WRITTEN INSTRUCTION> In the Dixons Retail text, update the passage that opens with the words "Article 2 (Taxable" and closes with "of the supply." by putting "movable property" in place of "tangible property", then give the whole passage again.

TEXT>
On November 21, 2013, the ECJ issued its decision in the case C-494/12 (Dixons Retail).

Context: Directive 2006/112/EC – Value added tax – Supply of goods – Concept – Fraudulent use of a bank card


Article in the EU VAT Directive

  • Articles 2(1), 5(1) and 11A(1)(a) of Sixth Council Directive 77/388/EEC
  • Articles  2(1)(a), 14(1) and 73 of Council Directive 2006/112/EC

Article 2 (Taxable transaction)
1. The following transactions shall be subject to VAT:
(a) the supply of goods for consideration within the territory of a Member State by a taxable person acting as such;

Article 14 (Taxable transaction)
1. “Supply of goods” shall mean the transfer of the right to dispose of tangible property as owner.

Article 73 (Taxable amount)
In respect of the supply of goods or services, other than as referred to in Articles 74 to 77, the taxable amount shall include everything which constitutes consideration obtained or to be obtained by the supplier, in return for the supply, from the customer or a third party, including subsidies directly linked to the price of the supply.

RECORD LIST>
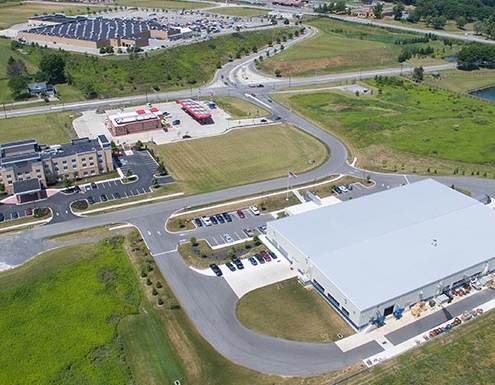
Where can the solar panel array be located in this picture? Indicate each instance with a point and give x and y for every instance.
(98, 29)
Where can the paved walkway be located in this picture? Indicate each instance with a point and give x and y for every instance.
(398, 336)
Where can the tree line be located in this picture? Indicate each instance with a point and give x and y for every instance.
(475, 56)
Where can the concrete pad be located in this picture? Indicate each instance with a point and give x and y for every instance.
(254, 277)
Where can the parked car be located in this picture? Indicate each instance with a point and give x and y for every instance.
(231, 266)
(216, 270)
(254, 210)
(238, 263)
(265, 256)
(259, 258)
(219, 218)
(228, 238)
(241, 214)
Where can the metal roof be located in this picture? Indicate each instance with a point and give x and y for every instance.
(197, 110)
(388, 244)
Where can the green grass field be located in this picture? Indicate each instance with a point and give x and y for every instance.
(46, 128)
(292, 313)
(410, 120)
(239, 108)
(240, 157)
(344, 46)
(59, 325)
(463, 81)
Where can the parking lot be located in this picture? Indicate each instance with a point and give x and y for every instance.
(252, 276)
(243, 225)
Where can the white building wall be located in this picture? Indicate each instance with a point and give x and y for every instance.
(359, 318)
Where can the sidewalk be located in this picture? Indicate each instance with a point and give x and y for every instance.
(379, 334)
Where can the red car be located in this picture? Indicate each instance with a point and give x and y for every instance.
(241, 214)
(265, 256)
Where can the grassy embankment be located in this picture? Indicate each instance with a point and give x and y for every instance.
(345, 46)
(65, 321)
(407, 128)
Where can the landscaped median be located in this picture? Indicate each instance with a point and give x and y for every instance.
(40, 216)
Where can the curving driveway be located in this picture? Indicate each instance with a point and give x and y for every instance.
(209, 301)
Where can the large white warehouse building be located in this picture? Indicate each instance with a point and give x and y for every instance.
(390, 250)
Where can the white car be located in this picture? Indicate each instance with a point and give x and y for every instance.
(254, 210)
(206, 221)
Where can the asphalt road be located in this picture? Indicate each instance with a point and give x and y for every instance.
(214, 314)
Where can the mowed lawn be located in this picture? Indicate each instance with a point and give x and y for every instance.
(287, 310)
(463, 81)
(342, 46)
(410, 118)
(241, 156)
(46, 128)
(239, 108)
(58, 324)
(14, 13)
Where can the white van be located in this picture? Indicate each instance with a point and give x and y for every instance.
(254, 210)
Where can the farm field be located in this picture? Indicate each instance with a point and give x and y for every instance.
(463, 81)
(293, 313)
(239, 11)
(406, 127)
(240, 157)
(330, 50)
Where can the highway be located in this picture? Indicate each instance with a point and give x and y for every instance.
(209, 301)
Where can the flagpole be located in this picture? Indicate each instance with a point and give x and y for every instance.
(287, 191)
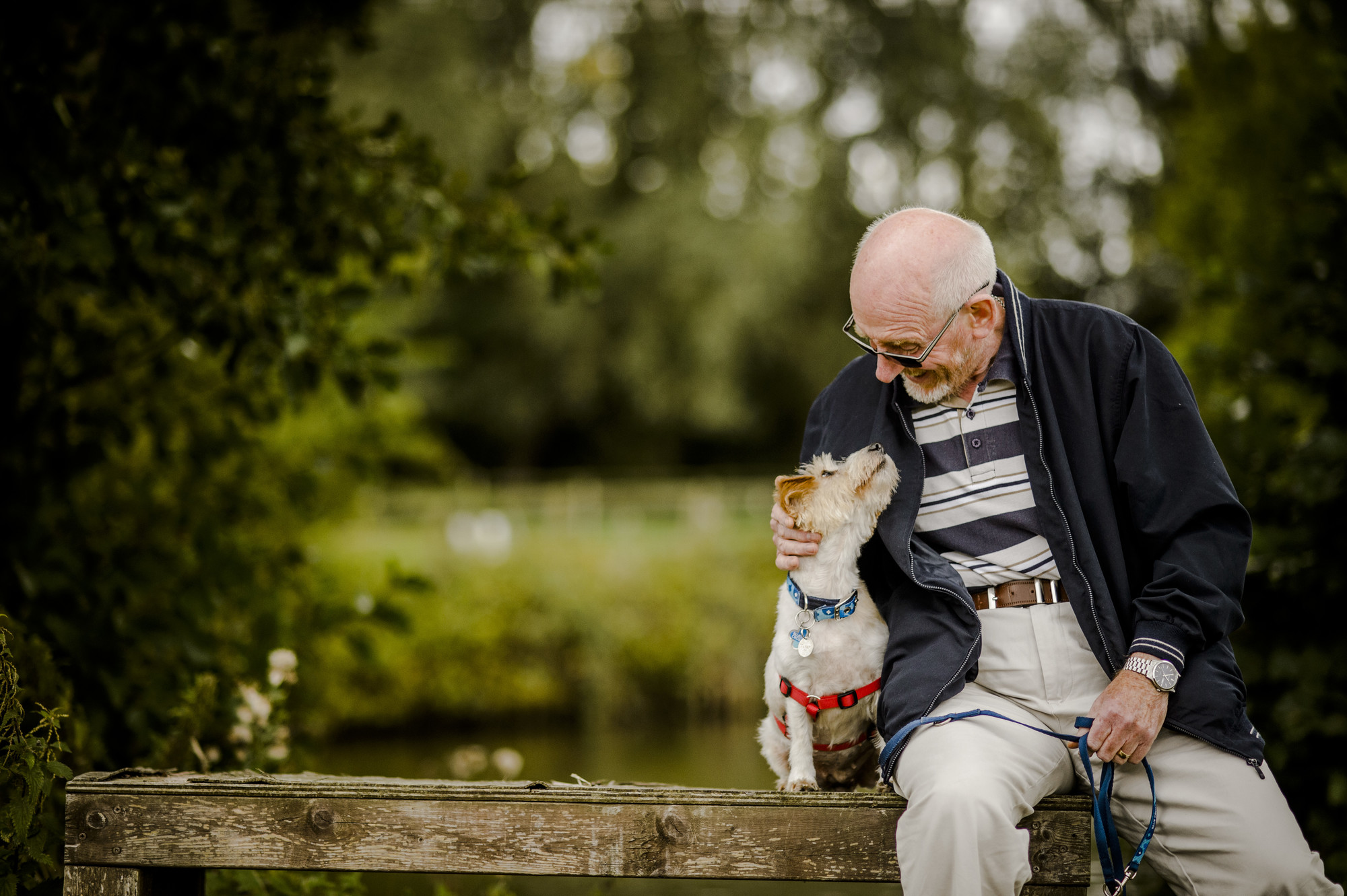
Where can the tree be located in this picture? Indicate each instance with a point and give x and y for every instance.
(187, 232)
(733, 152)
(1256, 210)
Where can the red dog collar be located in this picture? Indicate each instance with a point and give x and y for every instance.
(813, 704)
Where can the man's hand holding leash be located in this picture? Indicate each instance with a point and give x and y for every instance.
(1128, 718)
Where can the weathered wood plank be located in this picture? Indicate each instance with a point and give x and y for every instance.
(822, 837)
(332, 786)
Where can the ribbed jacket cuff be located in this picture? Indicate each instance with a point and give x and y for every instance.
(1160, 640)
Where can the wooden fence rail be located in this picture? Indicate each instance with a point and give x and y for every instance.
(146, 833)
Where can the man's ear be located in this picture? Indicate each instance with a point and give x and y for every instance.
(984, 314)
(791, 493)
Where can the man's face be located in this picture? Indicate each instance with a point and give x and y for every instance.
(907, 327)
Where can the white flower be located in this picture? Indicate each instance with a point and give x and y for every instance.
(281, 666)
(259, 705)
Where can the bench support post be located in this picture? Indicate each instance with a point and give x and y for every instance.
(98, 881)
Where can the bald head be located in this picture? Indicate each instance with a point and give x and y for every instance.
(917, 272)
(922, 257)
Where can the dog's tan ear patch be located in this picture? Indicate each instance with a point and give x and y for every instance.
(791, 493)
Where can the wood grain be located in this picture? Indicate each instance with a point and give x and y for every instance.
(313, 823)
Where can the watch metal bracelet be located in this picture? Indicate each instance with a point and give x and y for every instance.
(1162, 673)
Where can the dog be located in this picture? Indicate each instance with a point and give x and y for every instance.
(822, 675)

RESPONSE>
Article 2 (Taxable transaction)
1. The following transactions shall be subject to VAT:
(a) the supply of goods for consideration within the territory of a Member State by a taxable person acting as such;

Article 14 (Taxable transaction)
1. “Supply of goods” shall mean the transfer of the right to dispose of movable property as owner.

Article 73 (Taxable amount)
In respect of the supply of goods or services, other than as referred to in Articles 74 to 77, the taxable amount shall include everything which constitutes consideration obtained or to be obtained by the supplier, in return for the supply, from the customer or a third party, including subsidies directly linked to the price of the supply.